= Beginning of Section =
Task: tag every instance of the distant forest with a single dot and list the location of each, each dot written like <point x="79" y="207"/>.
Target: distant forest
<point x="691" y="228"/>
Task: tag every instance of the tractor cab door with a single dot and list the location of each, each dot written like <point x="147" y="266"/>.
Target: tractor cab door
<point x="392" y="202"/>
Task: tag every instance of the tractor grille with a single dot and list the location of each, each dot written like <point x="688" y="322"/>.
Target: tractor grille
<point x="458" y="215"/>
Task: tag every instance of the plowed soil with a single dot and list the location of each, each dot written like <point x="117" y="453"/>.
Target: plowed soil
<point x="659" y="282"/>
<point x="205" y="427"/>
= End of Section =
(WHAT TO WORK ON): Word for word, return each of the entries shown above.

(TASK ANSWER):
Task: tag every instance of the distant forest with a single dot and list the location of each, each dot written like <point x="79" y="207"/>.
Target: distant forest
<point x="691" y="228"/>
Task: tag every instance of the tractor cab door with a single dot and list the location of each, each dot written like <point x="147" y="266"/>.
Target: tractor cab door
<point x="392" y="202"/>
Task: tag every instance of the tractor grille with a single dot and list the location of each, each dot written like <point x="688" y="322"/>.
Target: tractor grille
<point x="458" y="215"/>
Task: tag every instance of the plowed soil with a single dot and list the location of each, each dot written like <point x="117" y="453"/>.
Target: plowed soil
<point x="659" y="282"/>
<point x="205" y="427"/>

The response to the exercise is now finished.